What to produce: Write out every line of the material below as a JSON list of strings, one string per line, leaving out blank lines and the pictures.

***

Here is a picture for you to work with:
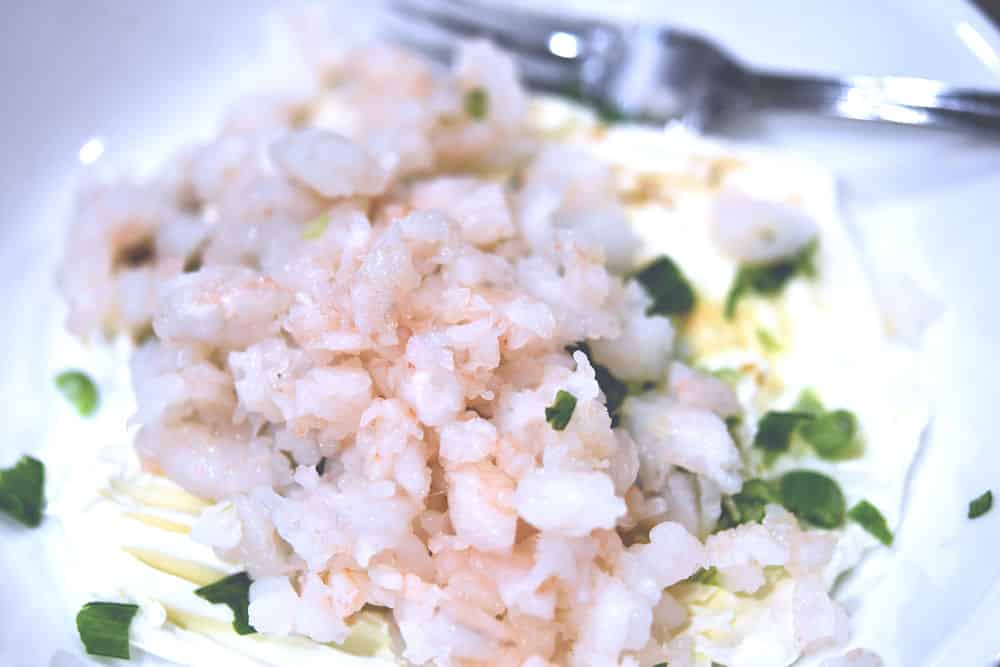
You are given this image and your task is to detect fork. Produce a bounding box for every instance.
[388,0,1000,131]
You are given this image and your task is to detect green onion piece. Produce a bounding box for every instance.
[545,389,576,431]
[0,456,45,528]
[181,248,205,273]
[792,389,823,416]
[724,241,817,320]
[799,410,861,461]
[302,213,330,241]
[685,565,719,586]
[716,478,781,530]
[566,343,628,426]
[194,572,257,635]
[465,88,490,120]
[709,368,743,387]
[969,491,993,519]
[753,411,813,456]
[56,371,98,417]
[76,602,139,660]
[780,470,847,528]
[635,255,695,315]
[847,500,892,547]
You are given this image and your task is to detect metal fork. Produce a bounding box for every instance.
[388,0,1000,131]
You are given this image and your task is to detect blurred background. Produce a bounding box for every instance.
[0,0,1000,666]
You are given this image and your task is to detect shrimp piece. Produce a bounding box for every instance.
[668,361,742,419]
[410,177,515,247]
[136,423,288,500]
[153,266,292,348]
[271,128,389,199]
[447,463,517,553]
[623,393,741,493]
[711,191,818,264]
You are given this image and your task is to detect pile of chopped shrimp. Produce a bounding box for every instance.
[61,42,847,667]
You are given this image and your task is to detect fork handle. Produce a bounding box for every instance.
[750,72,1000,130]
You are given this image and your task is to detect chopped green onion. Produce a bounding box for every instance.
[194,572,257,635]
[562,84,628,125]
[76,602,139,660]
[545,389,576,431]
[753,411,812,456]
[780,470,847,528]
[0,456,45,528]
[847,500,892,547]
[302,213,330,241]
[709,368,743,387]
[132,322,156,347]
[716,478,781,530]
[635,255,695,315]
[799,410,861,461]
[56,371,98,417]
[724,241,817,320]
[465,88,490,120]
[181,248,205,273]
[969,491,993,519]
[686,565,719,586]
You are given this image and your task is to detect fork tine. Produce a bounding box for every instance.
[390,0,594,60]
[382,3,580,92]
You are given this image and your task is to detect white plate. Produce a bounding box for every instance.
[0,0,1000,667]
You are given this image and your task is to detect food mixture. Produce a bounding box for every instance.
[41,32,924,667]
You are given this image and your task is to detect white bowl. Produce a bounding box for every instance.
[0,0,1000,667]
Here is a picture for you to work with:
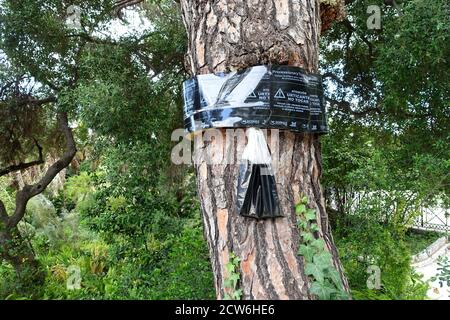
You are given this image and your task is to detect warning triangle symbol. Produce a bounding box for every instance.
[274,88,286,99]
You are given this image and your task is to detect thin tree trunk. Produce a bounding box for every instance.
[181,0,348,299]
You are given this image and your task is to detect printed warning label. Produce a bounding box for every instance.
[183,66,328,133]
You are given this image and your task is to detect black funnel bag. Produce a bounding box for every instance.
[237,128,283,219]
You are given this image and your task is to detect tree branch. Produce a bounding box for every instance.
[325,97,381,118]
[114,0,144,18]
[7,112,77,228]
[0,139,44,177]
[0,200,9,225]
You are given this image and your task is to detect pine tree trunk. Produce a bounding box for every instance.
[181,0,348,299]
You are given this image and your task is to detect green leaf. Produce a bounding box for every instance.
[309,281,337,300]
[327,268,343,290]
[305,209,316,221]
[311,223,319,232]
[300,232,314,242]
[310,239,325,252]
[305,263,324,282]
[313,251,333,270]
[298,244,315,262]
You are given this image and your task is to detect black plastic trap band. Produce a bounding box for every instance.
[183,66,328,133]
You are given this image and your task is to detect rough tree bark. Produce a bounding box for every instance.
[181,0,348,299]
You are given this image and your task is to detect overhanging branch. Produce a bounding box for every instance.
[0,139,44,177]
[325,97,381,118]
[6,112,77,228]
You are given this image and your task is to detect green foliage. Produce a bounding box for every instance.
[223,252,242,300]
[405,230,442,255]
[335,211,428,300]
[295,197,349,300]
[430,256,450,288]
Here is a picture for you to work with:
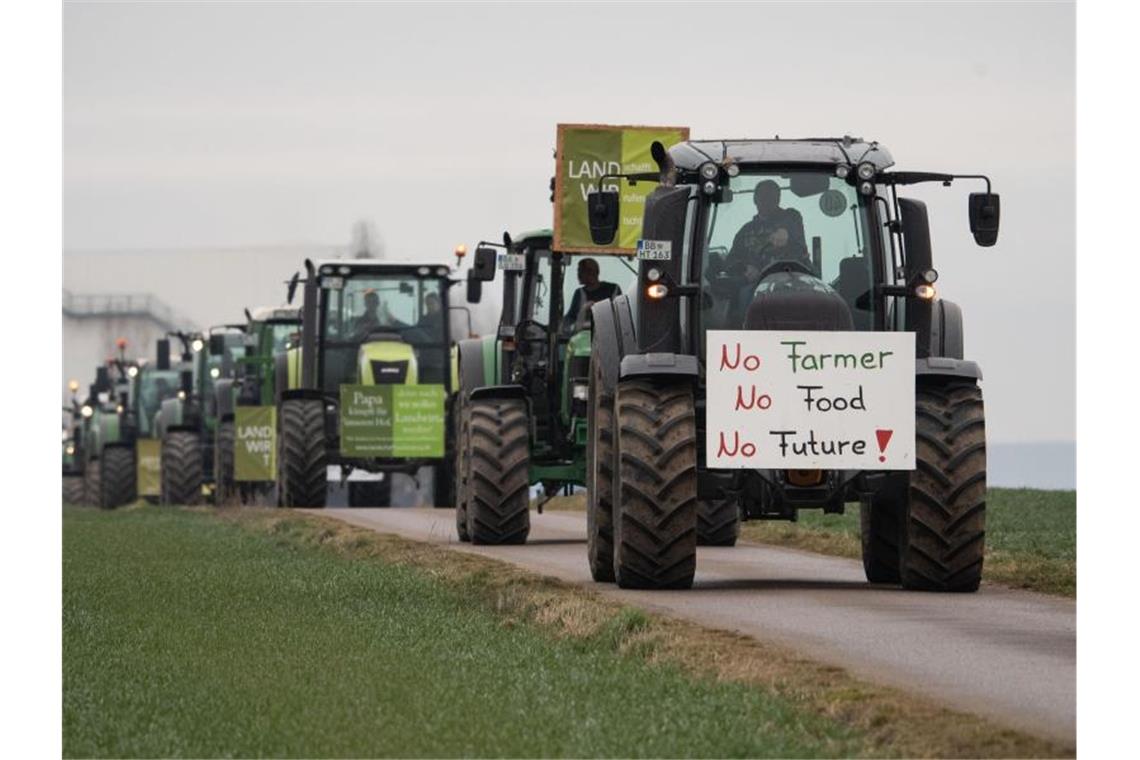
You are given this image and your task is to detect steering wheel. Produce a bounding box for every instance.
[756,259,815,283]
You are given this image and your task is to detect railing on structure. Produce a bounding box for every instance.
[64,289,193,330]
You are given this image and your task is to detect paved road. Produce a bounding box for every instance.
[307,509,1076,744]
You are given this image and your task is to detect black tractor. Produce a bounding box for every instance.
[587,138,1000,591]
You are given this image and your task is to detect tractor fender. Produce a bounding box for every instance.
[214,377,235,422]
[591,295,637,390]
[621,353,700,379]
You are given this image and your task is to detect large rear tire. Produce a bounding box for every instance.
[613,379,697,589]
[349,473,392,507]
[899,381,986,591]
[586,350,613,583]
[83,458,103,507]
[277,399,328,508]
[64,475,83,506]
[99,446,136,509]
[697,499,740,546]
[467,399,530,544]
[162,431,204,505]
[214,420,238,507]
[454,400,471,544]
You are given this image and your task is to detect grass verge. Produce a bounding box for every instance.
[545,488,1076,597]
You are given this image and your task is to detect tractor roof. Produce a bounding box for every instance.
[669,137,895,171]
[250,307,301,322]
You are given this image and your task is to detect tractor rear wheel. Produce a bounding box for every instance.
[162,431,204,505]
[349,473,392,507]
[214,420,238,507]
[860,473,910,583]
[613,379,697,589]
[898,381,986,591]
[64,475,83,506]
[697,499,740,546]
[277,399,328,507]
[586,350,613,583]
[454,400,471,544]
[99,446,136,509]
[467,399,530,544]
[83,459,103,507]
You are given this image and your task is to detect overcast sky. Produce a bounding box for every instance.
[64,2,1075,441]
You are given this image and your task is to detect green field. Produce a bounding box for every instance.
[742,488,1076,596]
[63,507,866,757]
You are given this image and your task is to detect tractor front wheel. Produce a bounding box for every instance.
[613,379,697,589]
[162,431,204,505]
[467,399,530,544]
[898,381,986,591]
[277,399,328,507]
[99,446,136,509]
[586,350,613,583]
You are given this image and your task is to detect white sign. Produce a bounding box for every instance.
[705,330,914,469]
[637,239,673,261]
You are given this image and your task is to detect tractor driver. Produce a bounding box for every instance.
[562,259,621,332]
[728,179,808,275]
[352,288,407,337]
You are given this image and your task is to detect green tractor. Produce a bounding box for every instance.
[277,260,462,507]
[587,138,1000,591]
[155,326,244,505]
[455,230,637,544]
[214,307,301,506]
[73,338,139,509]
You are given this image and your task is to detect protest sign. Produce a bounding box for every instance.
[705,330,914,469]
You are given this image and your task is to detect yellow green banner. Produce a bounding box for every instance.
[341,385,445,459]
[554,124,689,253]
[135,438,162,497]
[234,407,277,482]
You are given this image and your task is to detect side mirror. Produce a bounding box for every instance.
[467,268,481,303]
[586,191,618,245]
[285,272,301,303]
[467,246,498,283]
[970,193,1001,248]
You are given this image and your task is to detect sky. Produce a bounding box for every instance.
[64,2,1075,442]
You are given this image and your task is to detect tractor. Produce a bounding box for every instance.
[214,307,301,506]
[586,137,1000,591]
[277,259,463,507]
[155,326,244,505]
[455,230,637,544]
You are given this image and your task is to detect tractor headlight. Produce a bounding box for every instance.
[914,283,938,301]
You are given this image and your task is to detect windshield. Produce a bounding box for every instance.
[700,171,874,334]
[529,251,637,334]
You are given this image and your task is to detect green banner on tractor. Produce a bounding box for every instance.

***

Correct response:
[
  "Here is a picture for you to work with:",
  "You are given this image and your task is to detect fork. Produce a bounding box for every instance.",
  "[388,0,1000,131]",
  "You are given this image and your task is to detect green onion piece. Produce a bounding box for every instance.",
  "[545,389,576,431]",
  "[0,456,45,528]",
  "[181,248,205,273]",
  "[792,389,823,416]",
  "[724,241,817,320]",
  "[799,410,861,461]",
  "[302,213,330,241]",
  "[685,565,719,586]",
  "[716,478,781,530]",
  "[566,343,628,426]",
  "[194,572,257,635]",
  "[465,88,490,120]",
  "[709,368,743,387]",
  "[969,491,993,519]",
  "[753,411,813,456]",
  "[56,371,98,417]",
  "[76,602,139,660]",
  "[780,470,847,528]",
  "[635,255,695,315]",
  "[847,500,892,547]",
  "You are given this image and your task is to detect metal fork. Produce a bounding box for every instance.",
  "[388,0,1000,131]",
  "You are given this image and your task is to detect blurred background. Produce a bounding box for every instance.",
  "[0,0,1000,666]",
  "You are given this image and your task is to detect shrimp piece. Produce a bounding box for every instance.",
  "[668,361,742,419]",
  "[410,177,515,247]",
  "[136,423,288,500]",
  "[153,266,292,348]",
  "[271,128,389,199]",
  "[447,463,517,553]",
  "[623,393,741,493]",
  "[711,191,818,264]",
  "You are given this image and your task is to detect pile of chopped shrimp. Produce a bounding box for every instance.",
  "[61,42,847,667]",
  "You are given this image and your task is to detect fork handle. Produce a bounding box for every instance.",
  "[750,72,1000,130]",
  "You are given this image and your task is to detect chopped green onion. Produce a bounding box for every instance.",
  "[194,572,257,635]",
  "[562,84,628,125]",
  "[76,602,139,660]",
  "[545,389,576,431]",
  "[753,411,812,456]",
  "[780,470,847,528]",
  "[0,456,45,528]",
  "[847,500,892,547]",
  "[302,213,330,241]",
  "[709,368,743,387]",
  "[132,322,156,347]",
  "[716,478,781,530]",
  "[635,255,695,315]",
  "[799,410,861,461]",
  "[56,371,98,417]",
  "[724,241,817,320]",
  "[465,88,490,120]",
  "[181,248,205,273]",
  "[969,491,993,519]",
  "[686,565,719,586]",
  "You are given this image and your task is to detect fork tine. Produce a bounding box for every instance.",
  "[390,0,594,60]",
  "[382,3,580,92]",
  "You are given this image and your task is to detect white plate. Produce a bounding box for every instance.",
  "[0,0,1000,667]",
  "You are given this image and your task is to detect food mixture. Produce a bounding box for every instance.",
  "[41,32,924,667]",
  "You are given this image and your task is to detect white bowl. Produce a bounding box for every instance.",
  "[0,0,1000,667]",
  "Here is a picture for you to work with:",
  "You are given this image and your task is to detect warning triangle symbol. Produce a bounding box for every instance.",
  "[274,88,286,99]",
  "You are given this image and your task is to detect thin tree trunk. Produce a bounding box for every instance.",
  "[181,0,348,299]",
  "You are given this image and your task is to detect printed warning label. Produce a bounding box for every instance.",
  "[183,66,328,133]",
  "You are given this image and your task is to detect black funnel bag. Produce a bounding box for every instance.",
  "[237,128,283,219]",
  "You are given this image and your task is to detect tree branch. Produce a bounding box for every instance.",
  "[325,97,381,118]",
  "[114,0,144,18]",
  "[7,112,77,228]",
  "[0,139,44,177]",
  "[0,200,9,225]",
  "You are given this image and your task is to detect pine tree trunk. Produce a bounding box for every instance.",
  "[181,0,348,299]",
  "You are given this image and your task is to detect green leaf. Produce a bounding box for every instance.",
  "[309,281,337,300]",
  "[327,268,343,290]",
  "[305,209,316,221]",
  "[311,223,319,232]",
  "[300,232,314,242]",
  "[310,239,325,252]",
  "[305,263,324,282]",
  "[313,251,333,270]",
  "[298,244,315,262]",
  "You are given this image and your task is to detect black plastic trap band. Produce a bounding box for every instance.",
  "[183,66,328,133]",
  "You are given this image and your task is to detect rough tree bark. Produce a bounding box for every instance.",
  "[181,0,348,299]",
  "You are given this image and your task is to detect overhanging branch. Produce a bounding box for every instance.",
  "[0,139,44,177]",
  "[325,97,381,118]",
  "[6,112,77,228]",
  "You are given this image and your task is to detect green foliage. Produce a bounding box for every instance.",
  "[223,252,242,300]",
  "[405,230,442,255]",
  "[335,211,428,300]",
  "[295,197,349,300]",
  "[430,256,450,288]",
  "Here is a picture for you to work with:",
  "You are given this image and your task is to detect steering wheel. Produce a bounding box for every instance.",
  "[756,259,815,283]",
  "You are given this image and your task is to detect railing on structure. Produce a bounding box for every instance.",
  "[64,289,193,330]",
  "You are given this image and your task is to detect paved road. Produce a bounding box for every instance.",
  "[307,509,1076,744]",
  "You are given this image and your task is to detect black tractor. Produce a bounding box for every instance.",
  "[587,138,1000,591]",
  "You are given this image and your task is to detect tractor fender. Produce a bounding box for every instance.",
  "[214,377,235,422]",
  "[591,295,637,390]",
  "[621,353,700,379]",
  "You are given this image and your task is to detect large rear tire. Produce a bounding box for every instance.",
  "[613,379,697,589]",
  "[349,473,392,507]",
  "[899,381,986,591]",
  "[586,350,613,583]",
  "[83,458,103,507]",
  "[277,399,328,508]",
  "[64,475,83,506]",
  "[99,446,136,509]",
  "[697,499,740,546]",
  "[467,399,530,544]",
  "[162,431,204,505]",
  "[214,420,238,507]",
  "[454,400,471,544]",
  "You are given this image and your task is to detect grass verge. Produce a bounding box for every instance.",
  "[545,488,1076,597]",
  "You are given this image and your task is to detect tractor roof. Produce a bounding box for every instance.",
  "[669,137,895,171]",
  "[250,307,301,322]",
  "You are given this image and your task is to detect tractor rear wheel. Produce a bounding box for every instance.",
  "[162,431,204,505]",
  "[349,473,392,507]",
  "[214,420,238,507]",
  "[860,473,910,583]",
  "[613,379,697,589]",
  "[898,381,986,591]",
  "[64,475,83,506]",
  "[697,499,740,546]",
  "[277,399,328,507]",
  "[586,350,613,583]",
  "[454,400,471,544]",
  "[99,446,136,509]",
  "[467,399,530,544]",
  "[83,459,103,507]",
  "You are given this image and your task is to detect overcast sky. Produce a bounding box for every instance.",
  "[64,2,1075,441]",
  "You are given this image and your task is to detect green field. Produce a bounding box for every instance.",
  "[742,488,1076,596]",
  "[63,507,866,757]",
  "You are given this image and your task is to detect tractor front wheel. Produce a bounding box for every instance.",
  "[613,379,697,589]",
  "[162,431,204,505]",
  "[467,399,530,544]",
  "[898,381,986,591]",
  "[277,399,328,507]",
  "[99,446,136,509]",
  "[586,350,613,583]",
  "You are given this image and your task is to detect white sign. Produce a bounding box for every instance.",
  "[705,330,914,469]",
  "[637,239,673,261]",
  "You are given this image and your task is to detect tractor driver. Produce a bounding box for every instance.",
  "[562,259,621,332]",
  "[728,179,808,275]",
  "[352,288,407,337]",
  "You are given this image and your task is to detect green tractor. Produce a bounding box for every instance.",
  "[277,260,462,507]",
  "[587,138,1000,591]",
  "[155,326,244,505]",
  "[455,230,637,544]",
  "[214,307,301,506]",
  "[73,338,139,509]",
  "You are given this image and your task is to detect protest sign. Produce a bounding box for every instance.",
  "[705,330,914,469]",
  "You are given this image and your task is to detect yellow green banner. Produce a bounding box for every instance.",
  "[341,385,445,459]",
  "[554,124,689,253]",
  "[135,438,162,497]",
  "[234,407,277,482]",
  "You are given this image and your task is to detect side mirror. Produce a bounding box for every instance.",
  "[467,268,481,303]",
  "[586,191,618,245]",
  "[285,272,301,303]",
  "[467,246,498,283]",
  "[970,193,1001,248]",
  "You are given this image and your task is to detect sky. Produce a bounding box for every instance.",
  "[64,2,1075,442]",
  "You are given this image and your task is to detect tractor. Produce a bounding box for every instance.",
  "[214,307,301,506]",
  "[586,137,1000,591]",
  "[277,259,463,507]",
  "[155,326,244,505]",
  "[455,230,637,544]",
  "You are given this image and your task is to detect tractor headlight. Produce a bounding box for every instance.",
  "[914,283,938,301]",
  "You are given this image and your task is to detect windshield. Produce a bounding box for every instance.",
  "[700,171,874,334]",
  "[529,251,637,334]",
  "You are given this image and your task is to detect green banner on tractor. Produce a bounding box for every instance."
]